# Start of Selection

Figure 2 provides an example of the ML depth identification procedure from a 3-month period in winter at SODA-C (including a view of the diel variations of acoustic backscatter). The figure demonstrates the variability in the signals of both backscatter and shear.
b. Results
Figure 3 shows time series of the ML depths found for each mooring. At all moorings, the method produced ML depths similar to recent measurements in the same region (Cole et al. 2017), with winter mean ML depths of 42.7, 40.0, and 39.7 m, for SODA-A to SODA-C, respectively, and mean summer depths of 20.2, 16.2, and 14.4 m. Cole et al. (2017) found ML depths of 40 m in winter and depths 10–15 m at the beginning of summer, which deepened through September.
The ML depths determined from ADCP shear and backscatter (black line in Fig. 3) followed variations in the measured upper-ocean temperature from the moorings and Seaglider. Wintertime variability in ADCP-derived ML depth corresponded to vertical displacement of isotherms, and tracked the depth of a strong vertical temperature gradient. To quantify the fit, the −1° isotherm was taken as representative of the winter ML depth from SODA-A and SODA-C mooring sections (since the surface water was at the freezing temperature during winter ice cover, this corresponds to a ΔT threshold of ∼0.5°–0.6°). The −1° isotherm was chosen as it generally tracks local peaks of dT/dz (which are likely collocated with peaks in buoyancy frequency), but calculation/identification was less impacted by measurement noise in the breakaway chain (which is amplified when taking gradients). From August–September at SODA-A, a ML depth was defined based on the depth of the maximum buoyancy frequency, N, from the Seaglider measurements. These ML depths are shown as white contours in Fig. 3.

# End of Selection
# Start of Supplied information

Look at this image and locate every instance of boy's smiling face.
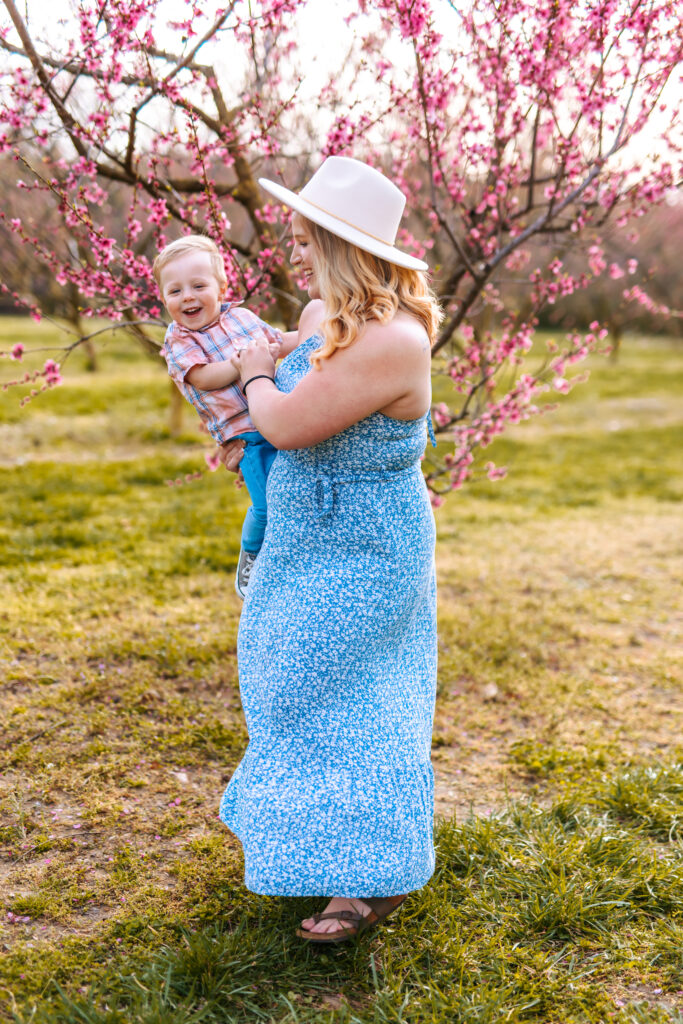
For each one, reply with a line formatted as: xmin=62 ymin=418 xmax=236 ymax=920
xmin=159 ymin=250 xmax=226 ymax=331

# End of Supplied information

• Stated goal:
Turn the paragraph beginning "Figure 3 shows time series" in the mooring measurements excerpt into a short bulleted list that keeps its main facts.

• Full response:
- Figure 3 shows time series of the ML depths found for each mooring.
- At all moorings, the method gave ML depths similar to recent measurements in the same region (Cole et al. 2017).
- Winter mean ML depths, from SODA-A to SODA-C: 42.7, 40.0, and 39.7 m.
- Summer mean ML depths, in the same order: 20.2, 16.2, and 14.4 m.
- Cole et al. (2017) found 40 m in winter and 10–15 m at the start of summer, deepening through September.